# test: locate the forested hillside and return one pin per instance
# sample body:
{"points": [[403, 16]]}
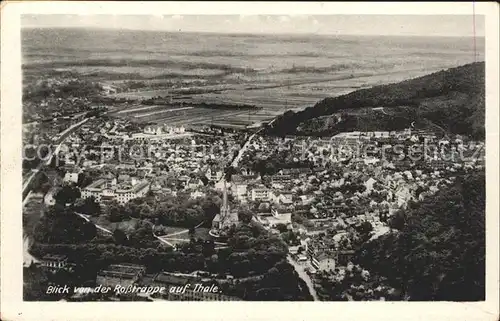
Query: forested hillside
{"points": [[452, 100], [438, 252]]}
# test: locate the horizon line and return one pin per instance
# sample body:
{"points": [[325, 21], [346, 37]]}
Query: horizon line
{"points": [[247, 33]]}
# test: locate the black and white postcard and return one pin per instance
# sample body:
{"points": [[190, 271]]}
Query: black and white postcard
{"points": [[152, 153]]}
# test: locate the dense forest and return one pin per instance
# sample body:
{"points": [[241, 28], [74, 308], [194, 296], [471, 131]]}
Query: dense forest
{"points": [[437, 248], [451, 99]]}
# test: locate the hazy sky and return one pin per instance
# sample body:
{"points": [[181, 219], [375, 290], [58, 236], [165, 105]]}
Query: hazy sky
{"points": [[419, 25]]}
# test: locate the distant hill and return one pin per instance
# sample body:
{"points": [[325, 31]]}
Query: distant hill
{"points": [[450, 100]]}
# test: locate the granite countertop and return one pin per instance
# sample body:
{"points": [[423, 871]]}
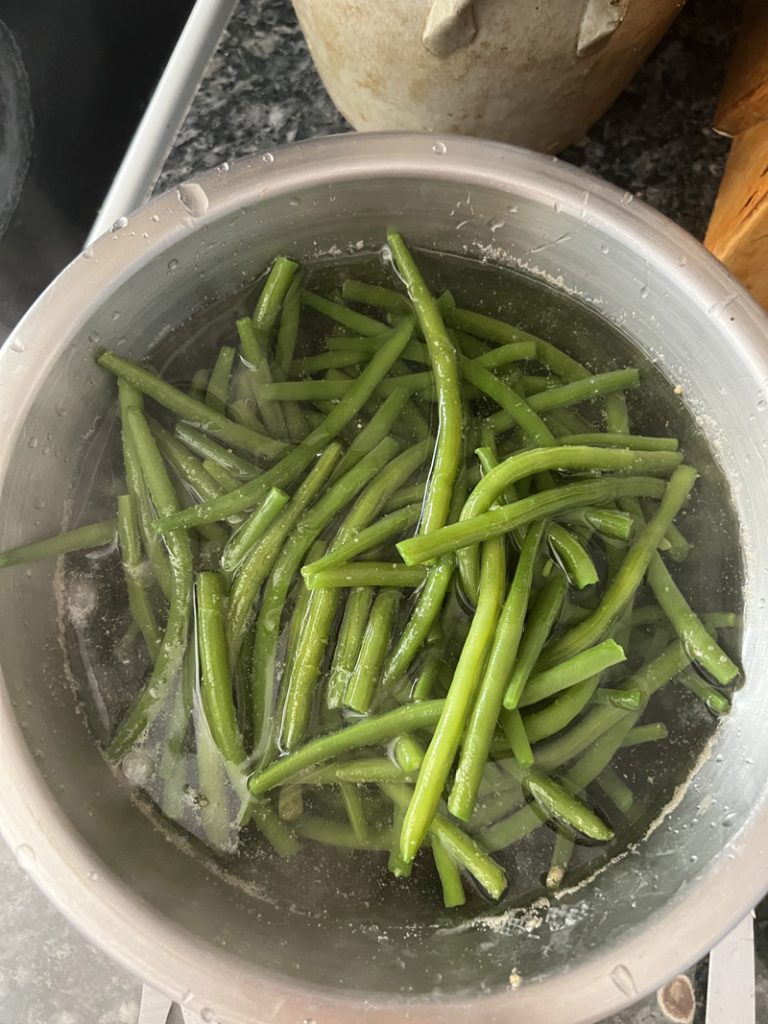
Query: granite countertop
{"points": [[261, 91]]}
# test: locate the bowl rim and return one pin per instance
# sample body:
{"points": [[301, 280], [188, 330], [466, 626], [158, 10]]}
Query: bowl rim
{"points": [[163, 954]]}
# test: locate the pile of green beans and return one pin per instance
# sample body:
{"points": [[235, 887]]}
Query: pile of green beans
{"points": [[372, 629]]}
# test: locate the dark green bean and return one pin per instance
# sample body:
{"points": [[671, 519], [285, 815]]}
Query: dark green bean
{"points": [[368, 668], [367, 732]]}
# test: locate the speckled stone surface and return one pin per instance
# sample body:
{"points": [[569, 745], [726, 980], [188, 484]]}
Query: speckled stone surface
{"points": [[261, 90]]}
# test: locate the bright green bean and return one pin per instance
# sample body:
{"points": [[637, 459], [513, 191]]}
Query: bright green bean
{"points": [[574, 670], [215, 688], [448, 451], [367, 672], [367, 732], [689, 628], [286, 471], [171, 649], [347, 647], [188, 409], [448, 734], [479, 731], [217, 391]]}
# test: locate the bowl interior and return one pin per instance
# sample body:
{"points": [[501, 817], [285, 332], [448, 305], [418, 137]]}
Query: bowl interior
{"points": [[627, 929]]}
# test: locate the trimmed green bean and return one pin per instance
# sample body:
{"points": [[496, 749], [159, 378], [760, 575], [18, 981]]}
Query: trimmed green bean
{"points": [[367, 672], [479, 731], [242, 543], [171, 650], [572, 556], [689, 628], [367, 732], [133, 569], [286, 471], [540, 621], [448, 452], [95, 535], [347, 647], [188, 409], [574, 670], [448, 734], [368, 574], [217, 392]]}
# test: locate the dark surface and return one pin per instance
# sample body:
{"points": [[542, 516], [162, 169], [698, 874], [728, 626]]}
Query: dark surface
{"points": [[90, 69]]}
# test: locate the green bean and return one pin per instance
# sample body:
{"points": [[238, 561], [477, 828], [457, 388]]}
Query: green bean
{"points": [[448, 734], [207, 449], [157, 555], [457, 843], [253, 346], [214, 662], [717, 702], [242, 543], [637, 442], [171, 649], [352, 627], [288, 332], [650, 733], [561, 853], [222, 476], [377, 472], [259, 563], [558, 803], [376, 296], [218, 383], [514, 732], [615, 790], [138, 597], [622, 589], [448, 451], [367, 732], [367, 671], [451, 882], [540, 621], [355, 812], [689, 628], [93, 536], [479, 731], [368, 574], [354, 322], [626, 699], [286, 471], [199, 384], [360, 770], [574, 670], [570, 394], [572, 556], [212, 422], [420, 550]]}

GIVEN EXERCISE. The pictures should not appear in the copy; every other part of the records above must be returned exactly.

EXERCISE OUTPUT.
# test: locate the forested hillside and return one pin per instance
# sample body:
{"points": [[403, 16]]}
Query: forested hillside
{"points": [[452, 100], [438, 252]]}
# test: locate the horizon line and return one pin per instance
# sample body:
{"points": [[325, 21], [346, 37]]}
Query: horizon line
{"points": [[247, 33]]}
# test: locate the black and white postcard and return one pin per instance
# sample body:
{"points": [[190, 271]]}
Query: black and white postcard
{"points": [[152, 153]]}
# test: locate the dense forest and return one pin per instance
# sample body:
{"points": [[241, 28], [74, 308], [194, 296], [471, 131]]}
Query: dense forest
{"points": [[437, 248], [451, 99]]}
# test: locate the hazy sky and return one pin per instance
# sample body:
{"points": [[181, 219], [375, 290], [58, 236], [165, 105]]}
Query: hazy sky
{"points": [[419, 25]]}
# test: locate the distant hill and return one pin per instance
# sample body:
{"points": [[325, 31]]}
Query: distant hill
{"points": [[450, 100]]}
# test: locate the granite countertop and return one pin per instance
# sample body:
{"points": [[423, 871]]}
Query: granite countertop
{"points": [[261, 91]]}
# test: locate the bowl rim and return one pin per instance
# sample body:
{"points": [[301, 280], [188, 330], [466, 626], [158, 10]]}
Query: bowl rim
{"points": [[163, 954]]}
# test: locate the pile of green beans and return one pin per instance
# sample body:
{"points": [[235, 887]]}
Query: pile of green beans
{"points": [[372, 629]]}
# test: locate the dark green bean and return one pin per instance
# sample body:
{"points": [[671, 519], [285, 815]]}
Query: dark green bean
{"points": [[368, 668], [367, 732]]}
# test: locate the speckled stone surface and return one pin per instance
# sample body:
{"points": [[569, 745], [726, 980], [188, 484]]}
Query: speckled stone surface
{"points": [[261, 90]]}
# test: locate the bright green bean and return one pin per instance
# sample body:
{"points": [[637, 459], [513, 191]]}
Query: bright green bean
{"points": [[574, 670], [215, 688], [448, 451], [367, 672], [367, 732], [689, 628], [286, 471], [171, 649], [347, 647], [188, 409], [448, 734], [479, 731], [217, 391]]}
# test: locate the bowl interior and return one pin per instance
# sample body:
{"points": [[501, 817], [285, 332], [448, 305], [418, 137]]}
Query: bowl interior
{"points": [[627, 929]]}
# test: locate the trimmed green bean and return one pin per instance
# sample body:
{"points": [[496, 749], [159, 378], [760, 575], [18, 981]]}
Query: trimmed green bean
{"points": [[367, 672], [479, 731], [242, 543], [171, 650], [572, 556], [689, 628], [367, 732], [133, 569], [286, 471], [540, 621], [448, 452], [95, 535], [347, 647], [188, 409], [574, 670], [448, 734], [368, 574], [217, 392]]}
# test: locate the dark surface and return one pin per instance
# sample body:
{"points": [[542, 516], [162, 169], [698, 874], [728, 626]]}
Query: dark surface
{"points": [[90, 69]]}
# test: locate the green bean and return one pin per instance
# sample body:
{"points": [[238, 561], [477, 828], [457, 388]]}
Query: green bean
{"points": [[448, 734], [207, 449], [157, 555], [457, 843], [253, 346], [214, 662], [717, 702], [242, 543], [637, 442], [171, 649], [352, 627], [288, 332], [650, 733], [561, 853], [222, 476], [377, 472], [259, 563], [558, 803], [376, 296], [218, 383], [514, 732], [615, 790], [138, 597], [622, 589], [448, 451], [367, 732], [367, 671], [451, 882], [540, 621], [355, 812], [689, 628], [93, 536], [479, 731], [368, 574], [354, 322], [626, 699], [286, 471], [199, 384], [360, 770], [574, 670], [570, 394], [572, 556], [212, 422], [420, 550]]}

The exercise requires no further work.